■ Activity list:
[a] List every person named in the passage on Malone's DirecTV investment.
[b] Transcribe everything in the passage on Malone's DirecTV investment from "Some media analysts" down to "declined to comment.".

■ Text provided:
========

Some media analysts believe Malone, who sold cable giant Tele-Communications Inc. to AT&T in 1999, was motivated to once again be a distributor. Now he’ll regain a platform that he can use to launch new networks or to expand carriage of Liberty’s existing programming services.
And then there are the experts who claim that Malone’s interest in DirecTV is not as an operating entity, but is strictly a passive financial play.
Malone couldn’t be reached for comment last week, and EchoStar declined to comment.
But in a press release, Malone said that the DirecTV investment “will create financial, operating and strategic flexibility” for Liberty. The company also said Carey will continue to serve as the satellite provider’s president and CEO.
Some analysts are banking that Malone will try to join forces with fellow Denver entrepreneur Ergen. As a merged entity, some experts believe, DirecTV and Dish Network could better compete — and perhaps devise a viable broadband strategy in response to cable’s highly successful bundle of video, telephone service and high-speed Internet access.
“In terms of synergies, it’s hard to imagine two companies who could get more out of a merger than DirecTV and EchoStar,” said Carmel Group chairman Jimmy Schaeffler. “The future would be one of a 900-pound gorilla in the video space, facing two 600-pound gorillas [Comcast and Time Warner] on the bundled side. And that’s why it makes sense.”

========

(Dataset entries)
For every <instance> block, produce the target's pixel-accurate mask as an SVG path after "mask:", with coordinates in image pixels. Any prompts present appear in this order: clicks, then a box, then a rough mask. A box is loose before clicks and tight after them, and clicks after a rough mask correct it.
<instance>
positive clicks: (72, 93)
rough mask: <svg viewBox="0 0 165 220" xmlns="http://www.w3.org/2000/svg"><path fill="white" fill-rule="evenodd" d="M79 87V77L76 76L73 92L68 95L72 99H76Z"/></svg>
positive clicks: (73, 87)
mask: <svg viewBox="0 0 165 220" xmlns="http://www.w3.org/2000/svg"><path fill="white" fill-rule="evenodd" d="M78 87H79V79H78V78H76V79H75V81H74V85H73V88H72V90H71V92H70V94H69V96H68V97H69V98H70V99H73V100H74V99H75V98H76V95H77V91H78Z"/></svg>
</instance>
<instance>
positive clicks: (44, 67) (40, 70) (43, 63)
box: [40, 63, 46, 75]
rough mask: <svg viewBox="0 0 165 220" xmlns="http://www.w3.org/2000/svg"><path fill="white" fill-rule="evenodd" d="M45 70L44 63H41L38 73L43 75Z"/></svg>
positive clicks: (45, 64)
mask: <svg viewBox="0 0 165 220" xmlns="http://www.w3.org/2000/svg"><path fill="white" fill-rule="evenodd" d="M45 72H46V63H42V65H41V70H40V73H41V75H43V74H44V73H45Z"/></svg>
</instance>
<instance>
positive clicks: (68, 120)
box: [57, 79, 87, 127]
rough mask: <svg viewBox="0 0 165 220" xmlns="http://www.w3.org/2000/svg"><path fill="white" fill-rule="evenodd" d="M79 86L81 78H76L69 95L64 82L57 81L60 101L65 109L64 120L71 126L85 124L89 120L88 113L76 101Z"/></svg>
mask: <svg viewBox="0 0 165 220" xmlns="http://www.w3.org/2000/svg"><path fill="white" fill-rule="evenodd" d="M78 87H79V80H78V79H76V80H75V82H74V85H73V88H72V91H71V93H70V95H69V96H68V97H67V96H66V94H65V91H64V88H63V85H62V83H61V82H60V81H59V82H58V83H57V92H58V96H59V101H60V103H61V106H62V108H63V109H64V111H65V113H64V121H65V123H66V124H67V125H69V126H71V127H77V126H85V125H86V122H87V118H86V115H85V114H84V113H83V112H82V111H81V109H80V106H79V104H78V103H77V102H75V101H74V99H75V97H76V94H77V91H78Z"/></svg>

========

■ Exercise responses:
[a] Malone, Carey, Ergen, Jimmy Schaeffler

[b]
Some media analysts believe Malone, who sold cable giant Tele-Communications Inc. to AT&T in 1999, was motivated to once again be a distributor. Now he’ll regain a platform that he can use to launch new networks or to expand carriage of Liberty’s existing programming services.
And then there are the experts who claim that Malone’s interest in DirecTV is not as an operating entity, but is strictly a passive financial play.
Malone couldn’t be reached for comment last week, and EchoStar declined to comment.